■ Trecho do texto:
Começo pelo mérito atribuído ao livro que, para minha surpresa, feriu profundamente a suscetibilidade de Carvalho Franco. Se perguntarmos a 20 especialistas na área de ciências humanas o que é um clássico, estou seguro de que a resposta será mais ou menos a seguinte: um livro muito relevante, marco de referência obrigatória para os trabalhos subsequentes e que já realizou um percurso no tempo -maior ou menor, conforme o caso-, permitindo que a condição de clássico se afirmasse.
Aqui vão alguns exemplos. São clássicos livros como "Formação do Brasil Contemporâneo", de Caio Prado Jr., "Raízes do Brasil", de Sérgio Buarque de Holanda, "Casa Grande e Senzala", de Gilberto Freyre, e, a meu ver, a dupla "A Construção da Ordem" e "Teatro de Sombras", de José Murilo de Carvalho. Cito estes dois últimos trabalhos porque há alguns meses, também no Mais!, tive a oportunidade de resenhá-los, rotulando-os de clássicos, o que não me impediu de discordar de algumas interpretações do autor. Esclarecido esse ponto, incluo "Os Homens Livres na Ordem Escravocrata" entre os clássicos, por todas as qualidades indicadas na resenha e que julgo desnecessário reproduzir.

Registros de anotação por pontos
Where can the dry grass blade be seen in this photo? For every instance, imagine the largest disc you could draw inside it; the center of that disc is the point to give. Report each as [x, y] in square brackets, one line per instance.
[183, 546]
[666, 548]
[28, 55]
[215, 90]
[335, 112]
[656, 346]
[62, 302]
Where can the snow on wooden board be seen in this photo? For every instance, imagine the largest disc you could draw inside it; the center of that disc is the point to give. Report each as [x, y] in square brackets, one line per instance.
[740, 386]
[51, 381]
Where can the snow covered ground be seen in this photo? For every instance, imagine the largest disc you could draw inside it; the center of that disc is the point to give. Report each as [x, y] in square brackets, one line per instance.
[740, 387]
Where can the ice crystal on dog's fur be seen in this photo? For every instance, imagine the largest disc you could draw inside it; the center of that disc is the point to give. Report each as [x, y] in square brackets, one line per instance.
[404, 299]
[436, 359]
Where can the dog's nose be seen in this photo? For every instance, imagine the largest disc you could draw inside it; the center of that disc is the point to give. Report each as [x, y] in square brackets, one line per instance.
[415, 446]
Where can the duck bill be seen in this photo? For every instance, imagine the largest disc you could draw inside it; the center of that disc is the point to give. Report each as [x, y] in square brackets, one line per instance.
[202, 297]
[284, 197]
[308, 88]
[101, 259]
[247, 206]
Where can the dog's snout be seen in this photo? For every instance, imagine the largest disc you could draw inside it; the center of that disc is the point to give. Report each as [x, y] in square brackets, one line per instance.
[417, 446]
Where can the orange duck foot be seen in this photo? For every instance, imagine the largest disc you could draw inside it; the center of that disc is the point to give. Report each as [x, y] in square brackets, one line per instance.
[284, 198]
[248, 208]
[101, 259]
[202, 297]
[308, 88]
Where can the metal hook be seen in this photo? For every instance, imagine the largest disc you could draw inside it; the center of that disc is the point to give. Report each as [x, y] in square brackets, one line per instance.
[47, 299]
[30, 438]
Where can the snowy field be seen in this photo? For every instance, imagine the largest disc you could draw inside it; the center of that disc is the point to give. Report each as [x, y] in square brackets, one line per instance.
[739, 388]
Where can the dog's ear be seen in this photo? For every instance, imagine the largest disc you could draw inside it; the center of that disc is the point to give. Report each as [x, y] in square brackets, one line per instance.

■ Enunciado da tarefa:
Dê continuidade ao trecho sobre o que torna um livro um clássico, começando logo após a última frase apresentada.

■ Resposta da tarefa:
Mas o problema reside no fato de que Carvalho Franco parece considerar seu livro uma obra imune a controvérsias, sendo descartáveis os estudos posteriores que versam sobre o assunto. Em poucas palavras, é o caso de perguntar se a autora acredita ter escrito um texto fundamentalista, colocando-nos diante do inescapável dilema: "Crê ou morre"?
Apesar da tentativa de Carvalho Franco no sentido de demonstrar que se situa em plano teórico diametralmente oposto ao autor destas linhas, isso não acontece. Tal como ela, divirjo das teorias dualistas na explicação da natureza do latifúndio, tendo feito na resenha uma menção expressa a respeito; tal como ela, sustento que o sentido básico da colonização é dado pela grande lavoura de exportação alicerçada no trabalho escravo; tal como ela, afirmo que o latifúndio colonial de base escravista se define como forma socioeconômica integrada ao "sistema mundi" do capitalismo comercial; tal como ela, caracterizo, de um modo geral, as relações entre sociedade e Estado, ao longo do século 19, como sendo de instrumentação do Estado pelos interesses privados e não como de imposição de um estamento burocrático sobre as classes e os grupos sociais.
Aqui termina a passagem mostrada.